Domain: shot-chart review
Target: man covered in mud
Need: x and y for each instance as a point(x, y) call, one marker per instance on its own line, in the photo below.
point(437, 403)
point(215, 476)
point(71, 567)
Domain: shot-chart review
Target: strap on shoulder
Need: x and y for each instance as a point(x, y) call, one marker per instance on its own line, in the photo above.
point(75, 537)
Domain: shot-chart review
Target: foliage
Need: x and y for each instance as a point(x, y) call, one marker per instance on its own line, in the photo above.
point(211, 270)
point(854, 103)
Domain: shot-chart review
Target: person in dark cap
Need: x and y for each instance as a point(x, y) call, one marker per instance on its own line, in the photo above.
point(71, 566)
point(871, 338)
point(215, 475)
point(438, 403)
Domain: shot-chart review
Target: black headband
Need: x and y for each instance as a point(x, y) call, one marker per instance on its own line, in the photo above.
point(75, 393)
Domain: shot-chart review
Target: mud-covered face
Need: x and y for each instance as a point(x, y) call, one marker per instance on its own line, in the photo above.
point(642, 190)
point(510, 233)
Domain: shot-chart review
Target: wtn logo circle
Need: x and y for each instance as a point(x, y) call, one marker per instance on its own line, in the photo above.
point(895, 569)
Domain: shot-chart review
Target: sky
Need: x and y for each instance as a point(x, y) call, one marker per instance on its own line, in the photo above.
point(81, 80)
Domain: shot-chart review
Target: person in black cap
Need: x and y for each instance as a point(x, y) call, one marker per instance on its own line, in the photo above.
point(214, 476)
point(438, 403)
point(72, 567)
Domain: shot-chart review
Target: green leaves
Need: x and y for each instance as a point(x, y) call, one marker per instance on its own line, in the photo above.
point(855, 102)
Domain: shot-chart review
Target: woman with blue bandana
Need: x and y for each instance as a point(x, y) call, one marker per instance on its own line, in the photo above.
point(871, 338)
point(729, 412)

- - -

Objective — Retype all of the data above word for word, keeping every line in its original order.

Response to the exercise —
Domain: shot-chart review
Target: man covered in mud
Need: x and y for each instance as a point(x, y) call, one marker per instance on its own line, in the photo below.
point(437, 403)
point(215, 476)
point(71, 567)
Domain: shot-chart review
Target: strap on shoulder
Need: x and y for each instance as a point(x, y) call, one marker per instance on its own line, in the photo above.
point(75, 537)
Domain: shot-chart review
Target: foliage
Need: x and y for each instance as a point(x, y) call, one marker per instance on its own line, in the photo above.
point(211, 270)
point(854, 103)
Domain: shot-chart review
Target: person in dark cap
Need: x and y for each instance as a point(x, y) call, one marker per instance on its own line, in the photo above.
point(71, 566)
point(871, 338)
point(215, 475)
point(438, 403)
Domain: shot-chart review
Target: black headband
Need: x and y for each instance as a point(x, y) call, one marker per instance on its own line, in the photo above.
point(75, 393)
Domain: shot-chart review
Target: mud-covered face
Need: x and y for each instance as a point(x, y) call, one marker per instance on its own line, in the photo above.
point(642, 190)
point(510, 233)
Domain: shot-chart review
Target: wtn logo circle
Need: x and y for each instance as a point(x, y) call, one marker per instance on its own line, in the photo above.
point(895, 569)
Domain: shot-chart review
Target: sky
Need: x and y for each instance as a point(x, y) call, one marker per instance on its own line, in the photo above.
point(81, 80)
Domain: shot-chart review
Target: person in black cap
Need: x and y for each instance as a point(x, y) call, one marker per instance on its own line, in the photo above.
point(214, 476)
point(438, 403)
point(72, 567)
Domain: shot-chart review
Target: green leaves
Need: x and y for each instance as a point(x, y) call, one marker per instance on its own line, in the photo above.
point(855, 102)
Domain: shot-chart review
Target: woman with blue bandana
Need: x and y for each instance as a point(x, y) call, one marker per instance on its own line, in the photo above.
point(871, 338)
point(729, 412)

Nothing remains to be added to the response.